• **Texte fourni**
╔══

Entretien avec Latif Lahlou
"J'ai opté pour une écriture sobre et limpide..."
Le
nouveau film de Latif Lahlou, L’anniversaire est sur les écrans du Royaume à
partir du 14 mai. Latif Lahlou est natif
d’El-Jadida en 1939 ; il est lauréat de l’IDHEC, promotion 1959. Sa
filmographie dans les années 60 compte de nombreux courts et moyens métrages
documentaires et docu-fiction. Il a également travaillé pour la télévision. Il
est également producteur. L’anniversaire
est son cinquième long métrage.
Comment s’est fait le travail d’écriture du
scénario ? C’est une idée que vous avez confiée à vos scénaristes, et
prolongée par un cahier des charges concernant les personnages, le milieu
social…
L’idée première était de décrire des
comportements sociaux et psychologiques
de certaines personnes appartenant à ce qu’on appelle l’élite ;
c'est-à-dire une caste sociale décisionnaire par sa situation économique
prédominante, sa classe d’origine, sa scolarité, ses alliances etc…Je voulais
les présenter dans une phase particulière de l’existence : la
cinquantaine, phase dans laquelle l’individu marque une réflexion et un questionnement sur son passé, son
présent et son devenir.
Je ne suis pas scénariste professionnel, ni
scénariste tout court ; aussi pour mes films je m’arrange toujours pour
travailler avec des écrivains ou des scénaristes professionnels : c’est le
cas pour L’ANNIVERSAIRE : j’ai demandé à mon ami Mohamed Laroussi de
travailler avec moi sur le développement de mon idée originale. Mohamed
Laroussi s’est attaché la collaboration de Géraldine Bueken qui est scénariste
professionnelle belge, mariée à un
professionnel marocain de l’audiovisuel et vivant au Maroc.
Je n’ai pas dressé un cahier des charges – ce
n’était pas une commande pour la fourniture d’une paire de chaussures ou d’un
costume pour aller au bal – mais dans une note d’intention, j’ai essayé de
préciser ce que j’entendais exposer en matière d’idées, de personnages, de
décors, d’ambiances et évidement de
façon de raconter en exposant les grandes lignes de l’architecture
dramaturgique du film.
Le travail d’écriture s’est en fait réalisé à
fur et à mesure de la lecture critique des premiers travaux et des apports très
pertinents de Laroussi et Géraldine Bueken : nous passions en
revue scène par scène et énumérions
l’apport de chaque élément en relevant les manques ou en enrichissant la
scène par des apports nouveaux…. Environ un mois après chaque réunion à trois, Laroussi
et Géraldine m’envoyaient le résultat de leur cogitation : je lisais, faisais
des remarques si j’en avais et quelques jours après, une autre journée de
travail à trois devenait nécessaire et utile pour l’avancement de l’écriture.

╚══

• **Extraits de données**
╔══

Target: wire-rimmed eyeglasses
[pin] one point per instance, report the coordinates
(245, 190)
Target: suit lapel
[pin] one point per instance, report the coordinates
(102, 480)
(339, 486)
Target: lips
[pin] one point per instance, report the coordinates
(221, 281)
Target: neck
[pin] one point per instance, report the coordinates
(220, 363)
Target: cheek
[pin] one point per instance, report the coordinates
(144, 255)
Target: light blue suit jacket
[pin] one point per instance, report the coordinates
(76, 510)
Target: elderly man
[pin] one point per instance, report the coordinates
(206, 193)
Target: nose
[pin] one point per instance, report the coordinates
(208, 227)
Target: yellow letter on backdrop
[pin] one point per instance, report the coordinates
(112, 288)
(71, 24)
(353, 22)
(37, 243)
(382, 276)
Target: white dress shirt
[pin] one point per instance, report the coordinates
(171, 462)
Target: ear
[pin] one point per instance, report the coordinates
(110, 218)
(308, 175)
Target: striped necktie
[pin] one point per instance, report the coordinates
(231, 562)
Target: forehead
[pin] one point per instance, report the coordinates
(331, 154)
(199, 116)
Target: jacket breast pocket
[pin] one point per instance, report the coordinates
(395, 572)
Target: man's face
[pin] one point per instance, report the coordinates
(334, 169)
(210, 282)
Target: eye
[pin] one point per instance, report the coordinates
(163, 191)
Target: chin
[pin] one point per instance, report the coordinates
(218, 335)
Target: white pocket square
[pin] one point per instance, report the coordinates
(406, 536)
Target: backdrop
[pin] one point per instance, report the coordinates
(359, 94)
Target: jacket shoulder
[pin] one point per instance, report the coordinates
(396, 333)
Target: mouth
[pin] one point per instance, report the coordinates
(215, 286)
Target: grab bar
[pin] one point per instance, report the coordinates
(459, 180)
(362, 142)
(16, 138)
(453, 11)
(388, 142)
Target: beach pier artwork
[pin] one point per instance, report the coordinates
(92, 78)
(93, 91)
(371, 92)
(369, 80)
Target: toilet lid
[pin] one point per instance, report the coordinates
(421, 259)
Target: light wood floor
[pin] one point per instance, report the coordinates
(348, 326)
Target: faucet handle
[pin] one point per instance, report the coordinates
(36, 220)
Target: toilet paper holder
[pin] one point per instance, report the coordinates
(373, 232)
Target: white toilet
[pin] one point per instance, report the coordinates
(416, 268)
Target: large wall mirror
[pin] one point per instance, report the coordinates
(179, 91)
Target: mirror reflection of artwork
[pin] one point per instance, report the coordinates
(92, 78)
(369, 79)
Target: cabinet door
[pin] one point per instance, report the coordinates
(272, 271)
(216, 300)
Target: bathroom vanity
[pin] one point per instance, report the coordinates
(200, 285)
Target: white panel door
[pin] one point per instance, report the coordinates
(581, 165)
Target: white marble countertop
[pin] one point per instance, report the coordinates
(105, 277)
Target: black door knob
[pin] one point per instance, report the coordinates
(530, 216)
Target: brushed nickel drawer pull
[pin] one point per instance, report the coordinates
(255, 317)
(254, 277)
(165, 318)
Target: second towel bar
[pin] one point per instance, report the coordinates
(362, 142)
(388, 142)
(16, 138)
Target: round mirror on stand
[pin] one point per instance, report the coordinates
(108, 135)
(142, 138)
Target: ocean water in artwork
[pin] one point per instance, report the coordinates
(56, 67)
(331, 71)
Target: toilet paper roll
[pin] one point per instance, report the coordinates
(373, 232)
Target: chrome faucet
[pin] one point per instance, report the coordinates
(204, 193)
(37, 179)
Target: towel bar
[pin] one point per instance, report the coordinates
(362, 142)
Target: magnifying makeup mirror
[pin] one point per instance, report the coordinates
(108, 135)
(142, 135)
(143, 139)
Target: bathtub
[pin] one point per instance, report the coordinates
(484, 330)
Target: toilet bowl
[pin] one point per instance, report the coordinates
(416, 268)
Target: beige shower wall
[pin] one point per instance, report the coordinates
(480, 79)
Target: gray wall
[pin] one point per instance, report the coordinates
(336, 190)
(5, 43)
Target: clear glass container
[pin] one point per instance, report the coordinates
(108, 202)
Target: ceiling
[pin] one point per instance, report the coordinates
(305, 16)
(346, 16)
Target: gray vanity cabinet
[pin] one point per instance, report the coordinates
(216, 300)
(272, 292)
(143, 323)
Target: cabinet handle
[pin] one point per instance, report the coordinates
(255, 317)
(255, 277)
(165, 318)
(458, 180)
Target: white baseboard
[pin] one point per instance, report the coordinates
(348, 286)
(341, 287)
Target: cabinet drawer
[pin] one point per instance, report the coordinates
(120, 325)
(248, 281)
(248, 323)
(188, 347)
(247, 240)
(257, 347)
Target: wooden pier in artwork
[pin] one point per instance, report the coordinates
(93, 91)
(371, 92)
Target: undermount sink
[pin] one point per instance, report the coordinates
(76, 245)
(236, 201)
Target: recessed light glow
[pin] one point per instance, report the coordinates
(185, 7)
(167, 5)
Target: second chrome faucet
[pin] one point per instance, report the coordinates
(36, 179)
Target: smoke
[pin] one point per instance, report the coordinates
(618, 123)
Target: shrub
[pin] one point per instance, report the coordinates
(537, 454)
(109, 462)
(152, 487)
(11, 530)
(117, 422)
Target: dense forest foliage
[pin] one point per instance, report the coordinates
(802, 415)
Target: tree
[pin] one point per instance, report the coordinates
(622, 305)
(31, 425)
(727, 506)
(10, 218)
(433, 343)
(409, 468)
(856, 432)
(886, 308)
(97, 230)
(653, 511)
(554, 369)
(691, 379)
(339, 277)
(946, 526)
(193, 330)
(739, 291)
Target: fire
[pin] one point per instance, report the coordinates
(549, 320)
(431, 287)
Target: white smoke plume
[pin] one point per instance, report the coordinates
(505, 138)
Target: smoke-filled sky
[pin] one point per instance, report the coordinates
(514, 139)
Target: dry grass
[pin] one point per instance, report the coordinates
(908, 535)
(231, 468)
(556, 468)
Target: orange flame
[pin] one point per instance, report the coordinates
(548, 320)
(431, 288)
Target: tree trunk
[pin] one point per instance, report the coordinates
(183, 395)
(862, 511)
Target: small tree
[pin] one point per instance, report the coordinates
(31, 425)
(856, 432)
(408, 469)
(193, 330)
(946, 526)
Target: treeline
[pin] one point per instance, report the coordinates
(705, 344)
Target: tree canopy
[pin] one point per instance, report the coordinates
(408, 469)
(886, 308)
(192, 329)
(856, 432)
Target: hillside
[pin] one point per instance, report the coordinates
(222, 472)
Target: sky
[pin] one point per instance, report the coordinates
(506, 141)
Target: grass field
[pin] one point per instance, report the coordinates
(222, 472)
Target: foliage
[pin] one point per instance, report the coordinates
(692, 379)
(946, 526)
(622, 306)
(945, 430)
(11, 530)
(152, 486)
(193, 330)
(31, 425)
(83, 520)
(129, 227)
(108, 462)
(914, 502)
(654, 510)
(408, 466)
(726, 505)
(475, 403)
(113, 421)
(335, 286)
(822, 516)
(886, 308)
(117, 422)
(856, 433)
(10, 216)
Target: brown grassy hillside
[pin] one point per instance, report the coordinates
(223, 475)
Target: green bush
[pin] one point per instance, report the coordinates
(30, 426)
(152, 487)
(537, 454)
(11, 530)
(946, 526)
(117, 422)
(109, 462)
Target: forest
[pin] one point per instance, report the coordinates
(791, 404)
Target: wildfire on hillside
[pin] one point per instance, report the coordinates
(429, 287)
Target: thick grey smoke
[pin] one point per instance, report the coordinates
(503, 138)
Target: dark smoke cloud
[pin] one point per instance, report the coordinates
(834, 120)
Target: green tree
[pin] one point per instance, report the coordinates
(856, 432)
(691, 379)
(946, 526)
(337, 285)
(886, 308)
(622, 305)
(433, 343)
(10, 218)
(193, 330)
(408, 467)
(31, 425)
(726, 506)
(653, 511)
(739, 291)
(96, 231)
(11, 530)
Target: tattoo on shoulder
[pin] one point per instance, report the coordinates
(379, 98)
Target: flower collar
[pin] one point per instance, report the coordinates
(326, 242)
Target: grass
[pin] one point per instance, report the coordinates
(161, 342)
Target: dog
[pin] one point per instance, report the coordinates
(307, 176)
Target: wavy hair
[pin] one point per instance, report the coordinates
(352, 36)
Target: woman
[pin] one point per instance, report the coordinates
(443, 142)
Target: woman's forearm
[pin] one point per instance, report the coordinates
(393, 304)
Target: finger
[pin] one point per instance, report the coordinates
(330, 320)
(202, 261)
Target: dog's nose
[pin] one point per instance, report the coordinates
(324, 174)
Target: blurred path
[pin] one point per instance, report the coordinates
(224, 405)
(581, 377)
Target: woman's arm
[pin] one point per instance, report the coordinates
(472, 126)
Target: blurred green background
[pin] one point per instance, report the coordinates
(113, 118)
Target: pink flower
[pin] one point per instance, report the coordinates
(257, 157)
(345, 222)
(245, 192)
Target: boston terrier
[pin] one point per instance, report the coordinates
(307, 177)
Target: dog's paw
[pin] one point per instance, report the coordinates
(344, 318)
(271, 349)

╚══

• **Objectif visé**
Recopiez fidèlement le passage de l’entretien qui commence par « Entretien avec Latif » et se termine par « cinquième long métrage. ».

• **Résultat**
Entretien avec Latif Lahlou
"J'ai opté pour une écriture sobre et limpide..."
Le
nouveau film de Latif Lahlou, L’anniversaire est sur les écrans du Royaume à
partir du 14 mai. Latif Lahlou est natif
d’El-Jadida en 1939 ; il est lauréat de l’IDHEC, promotion 1959. Sa
filmographie dans les années 60 compte de nombreux courts et moyens métrages
documentaires et docu-fiction. Il a également travaillé pour la télévision. Il
est également producteur. L’anniversaire
est son cinquième long métrage.